→ SUPPLIED PASSAGE:
'''

I tested "active" mode on a Zen2, using EPP v12 and this series on top.

Here is the output of 'cpupower frequency-info' run as root under full load:

   analyzing CPU 0:
     driver: amd_pstate_epp
     CPUs which run at the same hardware frequency: 0
     CPUs which need to have their frequency coordinated by software: 0
     maximum transition latency:  Cannot determine or is not supported.
     hardware limits: 550 MHz - 4.67 GHz
     available cpufreq governors: performance powersave
     current policy: frequency should be within 550 MHz and 4.67 GHz.
                   The governor "powersave" may decide which speed to use
                   within this range.
     current CPU frequency: Unable to call hardware
     current CPU frequency: 4.18 GHz (asserted by call to kernel)
     boost state support:
       Supported: yes
       Active: yes
       Boost States: 0
       Total States: 3
       Pstate-P0:  3800MHz
       Pstate-P1:  2800MHz
       Pstate-P2:  2200MHz

Changing EPP mode via sysfs works.

----

Live-switching to "guided" mode via sysfs also seems to work fine:

   analyzing CPU 0:
     driver: amd-pstate
     CPUs which run at the same hardware frequency: 0
     CPUs which need to have their frequency coordinated by software: 0
     maximum transition latency: 20.0 us
     hardware limits: 550 MHz - 4.67 GHz
     available cpufreq governors: ondemand powersave performance schedutil
     current policy: frequency should be within 550 MHz and 4.67 GHz.
                   The governor "ondemand" may decide which speed to use
                   within this range.
     current CPU frequency: Unable to call hardware
     current CPU frequency: 3.71 GHz (asserted by call to kernel)
     boost state support:
       Supported: yes
       Active: yes
       AMD PSTATE Highest Performance: 166. Maximum Frequency: 4.67 GHz.

'''

→ STORED RECORDS:
'''

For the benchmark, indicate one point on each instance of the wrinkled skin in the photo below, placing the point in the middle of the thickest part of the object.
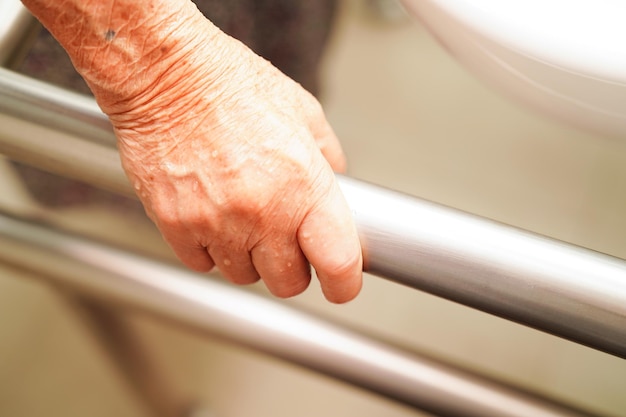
(232, 160)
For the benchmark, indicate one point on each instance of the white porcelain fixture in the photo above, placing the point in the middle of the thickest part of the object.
(565, 57)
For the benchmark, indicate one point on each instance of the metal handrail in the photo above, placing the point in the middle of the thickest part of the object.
(559, 288)
(201, 304)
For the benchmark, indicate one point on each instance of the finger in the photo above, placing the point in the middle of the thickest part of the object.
(194, 257)
(329, 144)
(235, 265)
(329, 240)
(282, 266)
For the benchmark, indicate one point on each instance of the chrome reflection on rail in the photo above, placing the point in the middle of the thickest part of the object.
(561, 289)
(194, 301)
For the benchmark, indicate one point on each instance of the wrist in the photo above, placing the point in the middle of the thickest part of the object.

'''

Resume the amd-pstate test report after its last line. The entries were taken from a different source than the amd-pstate test report.

→ RESPONSE TO THIS EXERCISE:
       AMD PSTATE Nominal Performance: 135. Nominal Frequency: 3.80 GHz.
       AMD PSTATE Lowest Non-linear Performance: 62. Lowest Non-linear 
Frequency: 1.74 GHz.
     AMD PSTATE Lowest Performance: 20. Lowest Frequency: 550 MHz.

----

Seems to work fine so far.
Hope this helps.
I can test more in detail and give you a Tested-by tag if wanted.

Thanks,

Tor Vic
  
Wyes Karny Feb. 2, 2023, 4:44 a.m. UTC | #2
Hi Tor Vic,

On 01 Feb 18:35, Tor Vic wrote:
> 
> On 01.02.23 06:58, Wyes Karny wrote:
> >  From ACPI spec[1] below 3 modes for CPPC can be defined:
> > 1. Non autonomous: OS scaling governor specifies operating frequency/
> >     performance level through `Desired Performance` register and platform
> > follows that.
> > 2. Guided autonomous: OS scaling governor specifies min and max
> >     frequencies/ performance levels through `Minimum Performance` and
> > `Maximum Performance` register, and platform can autonomously select an
> > operating frequency in this range.
> > 3. Fully autonomous: OS only hints (via EPP) to platform for the required
> >     energy performance preference for the workload and platform autonomously
> > scales the frequency.
> > 
> > Currently (1) is supported by amd_pstate as passive mode, and (3) is
> > implemented by EPP support[2]. This change is to support (2).
> > 
> > In guided autonomous mode the min_perf is based on the input from the
> > scaling governor. For example, in case of schedutil this value depends
> > on the current utilization. And max_perf is set to max capacity.
> > 
> > To activate guided auto mode ``amd_pstate=guided`` command line
> > parameter has to be passed in the kernel.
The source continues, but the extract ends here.